■ **Texte fourni**

La première moitié du film est formidable. Pour son coup d’essai, Ciaran Foy frôle le coup de maître. On est immédiatement happé dans ce récit, contraints de s’identifier au personnage principal (joué par Aneurin Barnard, une révélation) ou du moins, d’éprouver de l’empathie à son égard. Comment ne pas être ému par sa détresse quand il apprend à la fois la mort de sa femme et la mort de sa fille? Comment ne pas avoir envie de le soutenir quand il se fait violence pour surmonter son agoraphobie et réapprendre à vivre, pour sa petite fille?

■ **Consignes**
(a) Dans la critique de film, quel acteur joue le personnage principal ?
(b) Donnez la suite de la critique de film, en reprenant après sa dernière phrase.
Le matériel ci-dessous n'a aucun lien avec la critique de film.

■ **Données extraites**
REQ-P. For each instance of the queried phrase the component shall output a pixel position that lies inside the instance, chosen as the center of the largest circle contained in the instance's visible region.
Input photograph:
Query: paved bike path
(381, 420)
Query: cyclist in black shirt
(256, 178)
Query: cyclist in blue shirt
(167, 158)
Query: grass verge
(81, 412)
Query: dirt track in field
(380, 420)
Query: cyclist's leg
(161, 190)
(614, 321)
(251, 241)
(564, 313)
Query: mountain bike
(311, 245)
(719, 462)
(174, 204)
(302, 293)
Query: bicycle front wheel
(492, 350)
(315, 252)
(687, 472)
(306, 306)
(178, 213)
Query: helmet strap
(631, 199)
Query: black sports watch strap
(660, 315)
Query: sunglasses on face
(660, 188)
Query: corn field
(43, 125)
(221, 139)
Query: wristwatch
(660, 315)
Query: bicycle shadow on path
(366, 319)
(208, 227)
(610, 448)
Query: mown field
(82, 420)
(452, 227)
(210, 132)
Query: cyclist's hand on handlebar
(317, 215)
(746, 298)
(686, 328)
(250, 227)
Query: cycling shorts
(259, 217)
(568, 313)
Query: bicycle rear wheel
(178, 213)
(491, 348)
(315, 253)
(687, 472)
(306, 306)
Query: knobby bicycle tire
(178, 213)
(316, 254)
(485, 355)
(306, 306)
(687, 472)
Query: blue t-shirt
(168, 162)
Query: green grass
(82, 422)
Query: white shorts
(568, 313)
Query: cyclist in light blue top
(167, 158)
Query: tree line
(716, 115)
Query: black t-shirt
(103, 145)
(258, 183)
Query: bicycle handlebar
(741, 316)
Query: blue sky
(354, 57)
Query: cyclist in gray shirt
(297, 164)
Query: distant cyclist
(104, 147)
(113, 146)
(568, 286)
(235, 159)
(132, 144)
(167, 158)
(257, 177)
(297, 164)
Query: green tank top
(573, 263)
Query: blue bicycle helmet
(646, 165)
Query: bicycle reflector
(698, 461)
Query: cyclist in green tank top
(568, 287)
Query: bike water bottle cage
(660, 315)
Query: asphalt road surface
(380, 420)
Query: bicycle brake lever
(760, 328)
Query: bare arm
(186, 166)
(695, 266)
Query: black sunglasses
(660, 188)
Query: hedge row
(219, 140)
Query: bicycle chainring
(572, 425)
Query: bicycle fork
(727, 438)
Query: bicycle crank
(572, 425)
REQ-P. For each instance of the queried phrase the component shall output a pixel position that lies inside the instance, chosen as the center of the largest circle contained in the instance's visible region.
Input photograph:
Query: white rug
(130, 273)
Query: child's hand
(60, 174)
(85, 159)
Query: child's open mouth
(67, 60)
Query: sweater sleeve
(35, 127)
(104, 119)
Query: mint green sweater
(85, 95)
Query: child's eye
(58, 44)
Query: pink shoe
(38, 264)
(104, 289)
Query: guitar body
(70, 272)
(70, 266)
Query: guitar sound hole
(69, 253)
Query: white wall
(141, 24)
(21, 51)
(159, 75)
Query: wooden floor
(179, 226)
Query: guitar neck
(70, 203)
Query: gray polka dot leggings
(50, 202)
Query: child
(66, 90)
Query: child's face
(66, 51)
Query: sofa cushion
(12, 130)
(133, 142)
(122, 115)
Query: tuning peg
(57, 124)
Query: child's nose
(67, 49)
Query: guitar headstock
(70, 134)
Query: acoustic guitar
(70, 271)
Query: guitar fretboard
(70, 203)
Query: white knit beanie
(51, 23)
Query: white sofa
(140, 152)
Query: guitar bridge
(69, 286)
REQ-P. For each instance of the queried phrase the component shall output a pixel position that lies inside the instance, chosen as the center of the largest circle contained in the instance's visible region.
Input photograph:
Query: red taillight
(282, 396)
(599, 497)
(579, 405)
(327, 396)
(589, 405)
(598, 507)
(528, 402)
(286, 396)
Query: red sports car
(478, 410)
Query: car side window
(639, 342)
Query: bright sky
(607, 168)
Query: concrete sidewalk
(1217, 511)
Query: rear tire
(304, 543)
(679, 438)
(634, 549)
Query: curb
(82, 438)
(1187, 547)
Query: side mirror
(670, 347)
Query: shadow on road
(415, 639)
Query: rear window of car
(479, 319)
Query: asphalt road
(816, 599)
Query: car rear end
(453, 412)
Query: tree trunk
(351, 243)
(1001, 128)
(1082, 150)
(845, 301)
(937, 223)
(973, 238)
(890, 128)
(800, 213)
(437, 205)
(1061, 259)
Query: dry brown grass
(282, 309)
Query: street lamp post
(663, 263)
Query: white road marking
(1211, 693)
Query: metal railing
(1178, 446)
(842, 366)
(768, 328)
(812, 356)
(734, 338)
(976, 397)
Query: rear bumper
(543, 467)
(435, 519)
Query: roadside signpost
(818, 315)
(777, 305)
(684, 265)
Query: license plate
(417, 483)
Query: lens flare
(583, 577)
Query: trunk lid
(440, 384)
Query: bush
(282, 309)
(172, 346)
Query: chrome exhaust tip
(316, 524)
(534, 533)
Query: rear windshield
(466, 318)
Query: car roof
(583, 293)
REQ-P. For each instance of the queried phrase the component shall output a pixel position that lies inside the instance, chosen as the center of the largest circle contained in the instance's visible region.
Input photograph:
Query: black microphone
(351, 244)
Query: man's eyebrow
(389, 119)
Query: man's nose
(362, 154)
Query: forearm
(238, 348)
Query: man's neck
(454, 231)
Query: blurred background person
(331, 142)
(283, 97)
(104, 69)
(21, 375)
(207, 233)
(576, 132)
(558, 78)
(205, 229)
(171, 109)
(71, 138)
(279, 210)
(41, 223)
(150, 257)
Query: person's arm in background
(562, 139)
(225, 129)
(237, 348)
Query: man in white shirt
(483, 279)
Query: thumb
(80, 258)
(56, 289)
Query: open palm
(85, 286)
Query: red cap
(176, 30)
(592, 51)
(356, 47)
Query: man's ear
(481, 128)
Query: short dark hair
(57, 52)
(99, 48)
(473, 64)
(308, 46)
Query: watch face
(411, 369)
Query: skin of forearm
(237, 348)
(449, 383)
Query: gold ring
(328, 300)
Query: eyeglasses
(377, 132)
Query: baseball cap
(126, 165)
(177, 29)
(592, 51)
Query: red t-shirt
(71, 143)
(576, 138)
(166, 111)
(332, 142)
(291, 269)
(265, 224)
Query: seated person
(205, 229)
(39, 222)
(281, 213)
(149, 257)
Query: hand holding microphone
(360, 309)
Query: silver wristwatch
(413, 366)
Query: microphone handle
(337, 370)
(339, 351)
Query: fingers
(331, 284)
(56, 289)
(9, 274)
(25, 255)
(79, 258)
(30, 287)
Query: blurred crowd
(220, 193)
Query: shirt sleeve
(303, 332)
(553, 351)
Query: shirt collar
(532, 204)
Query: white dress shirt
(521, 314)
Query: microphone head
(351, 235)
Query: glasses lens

■ **Réponses attendues**
(a) Aneurin Barnard.

(b)
Intelligemment, le cinéaste adopte son point de vue et, ainsi, nous communique ses angoisses, ses peurs les plus profondes, qui éclatent dès son retour au bercail. Le jeune homme est rapidement persuadé que les voyous qui ont tué sa femme sont revenus le harceler. Bruits suspects, ombres de silhouettes encapuchonnées passant devant les fenêtres,… La tension monte lentement mais sûrement, d’autant que la porte d’entrée ferme mal et ne résisterait pas bien longtemps à une tentative d’intrusion. Et le fait que Tommy ne puisse pas sortir de chez lui sans éprouver le vertige le rend particulièrement vulnérable.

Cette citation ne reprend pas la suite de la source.